** PROMPT 1 **
Answer these questions from the memoir of Uncle Nat, one answer per line:
(a) What make of camera did Nat have?
(b) On what street were the houses in the car photograph?
(c) How did Nat's car have to be started?
** PROMPT 2 **
Transcribe the part of the memoir of Uncle Nat between "In the car photograph, Nat" and "others were enclosed.", inclusive.
-- Start of SELECTED TEXT --
1938 FS Five Years Old 3.jpg
Fred Schock 1938

After helping me get into the cowboy outfit, Uncle Nat took out his camera; I immediately protested saying “don’t take my picture”. Nat, in his calm and seducing manner, simply responded saying, “I’m not going to take pictures – there’s no film in the camera – just checking to see if it’s working okay”.

I don’t have a photographic memory but, to this day, I remember Nat showing me how to looked down at the viewing screen of his Rolliflex to see images that were being projected through the camera’s lens. He also let me click the shutter and turn the handle which winds the film. By doing so, he quickly put me at ease and, as he kept depressing the shutter lever and winding the film, I was getting a kick out of the sounds and responded accordingly with big smiles which he captured for posterity. As a result, uncle Nat was getting unpretentious reactions – to his playful encouragement – on film. One of the images, the one above, included our living room furniture with my father sitting in his favorite chair. No doubt I was captivated by the visit and have always remember it vividly, especially because Nat’s pictures documented the visit. On the same trip, Aunt Martha had my brother Paul and me dress warmly and go out into cool April air so that uncle Nat could take pictures of us sitting on the front bumper of his car and others of Aunt Martha standing with us on the front steps of our home.

Fred and Paul Schock 1937

In the car photograph, Nat incorporated the background which included the houses on Allison street as well as the front end of his car, a 1930’s roadster. Although not shown in this photograph, the car had to be started with a hand crank which was directly behind where I was sitting. What fun! A recent (2018) Google Earth image shows the same houses. Ours had an open porch; others were enclosed.

Time, memories and photographs reveal that Nat was not just an amateur shutterbug but someone who was attuned to both his subjects as well as his surroundings. And, with the softness of his voice, endearing smile and patience, he could elicit the reactions he wanted for his lens to see and film to record. He was a very special person and, as time would tell, a consummate professional. These verbal snapshots of a few moments in 1938 introduce my first memories of Martha and Nat Knaster.
-- End of SELECTED TEXT --
-- Start of SOURCE DATA --
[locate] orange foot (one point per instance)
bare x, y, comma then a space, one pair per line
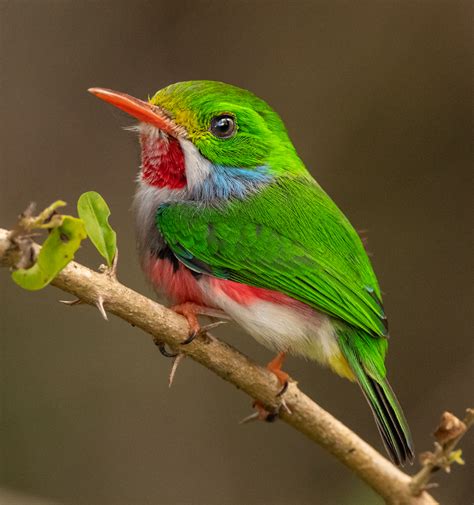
190, 311
262, 413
-- End of SOURCE DATA --
** CORRECT RESPONSE 1 **
(a) A Rolliflex
(b) Allison street
(c) With a hand crank

** CORRECT RESPONSE 2 **
In the car photograph, Nat incorporated the background which included the houses on Allison street as well as the front end of his car, a 1930’s roadster. Although not shown in this photograph, the car had to be started with a hand crank which was directly behind where I was sitting. What fun! A recent (2018) Google Earth image shows the same houses. Ours had an open porch; others were enclosed.